Seite.
***
Das von der Stadt erarbeitete Klima-Sofortprogramm, das ein Bündel an 40 relativ zügig umzusetzenden Maßnahmen beinhaltet, hat den Stadtrat trotz längerer Grundsatzdiskussionen fast einstimmig passiert. Lediglich die AfD stimmte dagegen. Das Beschlusspaket beinhaltet wie berichtet unter anderem einen Ausbau der Fernwärme durch die Stadtwerke mit einem Volumen von 80 Millionen Euro in den kommenden fünf Jahren, ein Förderprogramm für Fotovoltaik auf Dachflächen, eine sukzessive Umstellung der Straßenbeleuchtung auf LED sowie mehrere Maßnahmen im Bereich Mobilität. Das fängt an bei der Prüfung von temporären Straßenunterbrechungen, setzt sich fort über eine Bevorrechtigung von Elektroautos beim Parken und endet bei einem Beschleunigungsprogramm für den Nahverkehr.
***
Aufgabe A.
Wähle aus den Zeilen unten jede aus, die das Wort „background“ enthält, und schreibe sie unverändert ab.
***
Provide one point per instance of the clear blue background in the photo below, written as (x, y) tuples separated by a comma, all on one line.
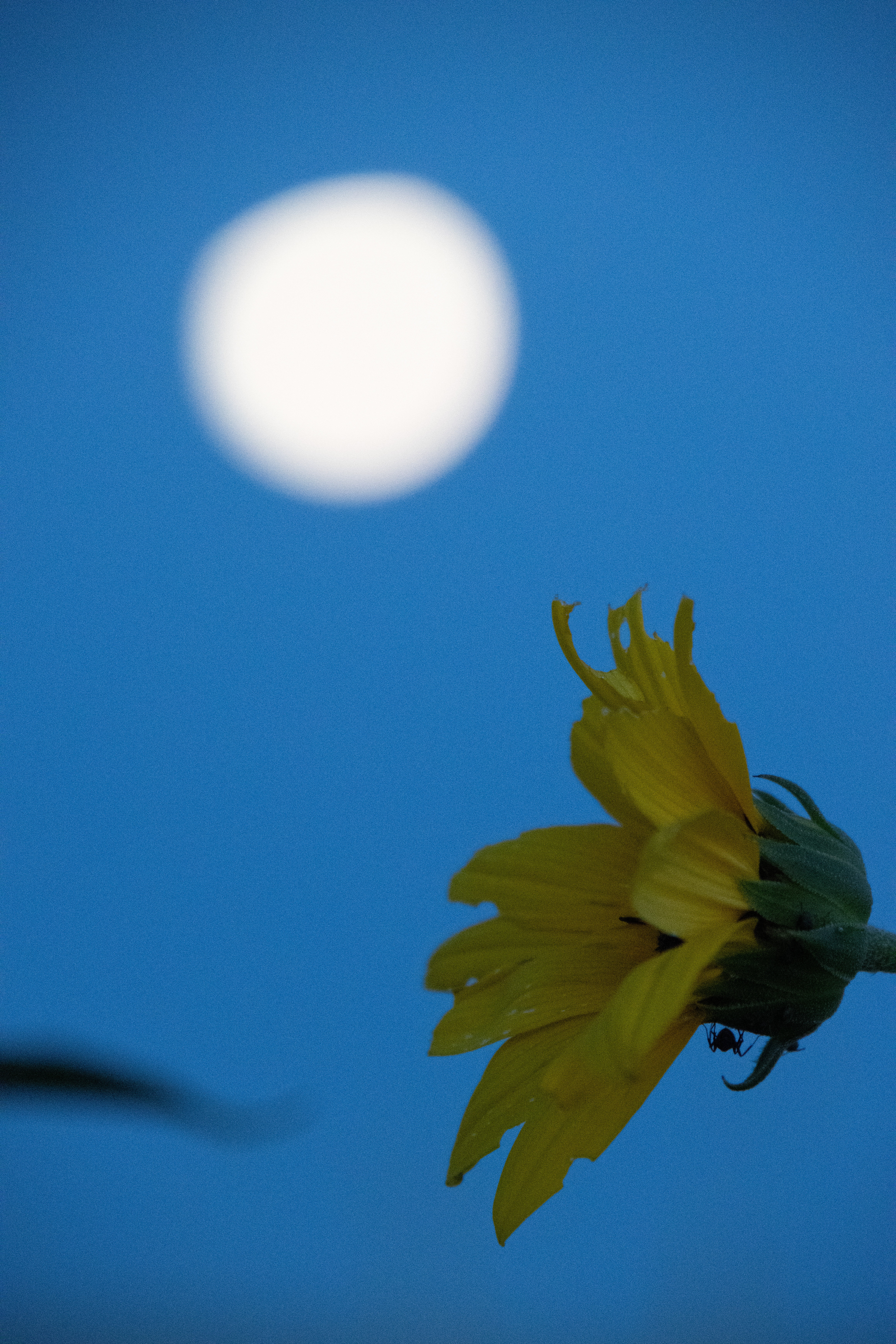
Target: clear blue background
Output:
[(248, 741)]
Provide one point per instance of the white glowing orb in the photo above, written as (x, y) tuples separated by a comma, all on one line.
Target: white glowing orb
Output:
[(354, 339)]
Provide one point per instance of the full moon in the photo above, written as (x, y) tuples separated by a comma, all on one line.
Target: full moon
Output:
[(351, 341)]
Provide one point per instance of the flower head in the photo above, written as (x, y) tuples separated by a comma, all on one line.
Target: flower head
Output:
[(704, 904)]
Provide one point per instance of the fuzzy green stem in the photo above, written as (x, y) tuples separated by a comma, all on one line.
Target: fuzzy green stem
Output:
***
Aufgabe B.
Gib den Text über das Klima-Sofortprogramm oben vollständig und Wort für Wort wieder.

Ergebnis A.
Provide one point per instance of the clear blue background in the photo below, written as (x, y) tuples separated by a comma, all on one line.
Target: clear blue background

Ergebnis B.
Das von der Stadt erarbeitete Klima-Sofortprogramm, das ein Bündel an 40 relativ zügig umzusetzenden Maßnahmen beinhaltet, hat den Stadtrat trotz längerer Grundsatzdiskussionen fast einstimmig passiert. Lediglich die AfD stimmte dagegen. Das Beschlusspaket beinhaltet wie berichtet unter anderem einen Ausbau der Fernwärme durch die Stadtwerke mit einem Volumen von 80 Millionen Euro in den kommenden fünf Jahren, ein Förderprogramm für Fotovoltaik auf Dachflächen, eine sukzessive Umstellung der Straßenbeleuchtung auf LED sowie mehrere Maßnahmen im Bereich Mobilität. Das fängt an bei der Prüfung von temporären Straßenunterbrechungen, setzt sich fort über eine Bevorrechtigung von Elektroautos beim Parken und endet bei einem Beschleunigungsprogramm für den Nahverkehr.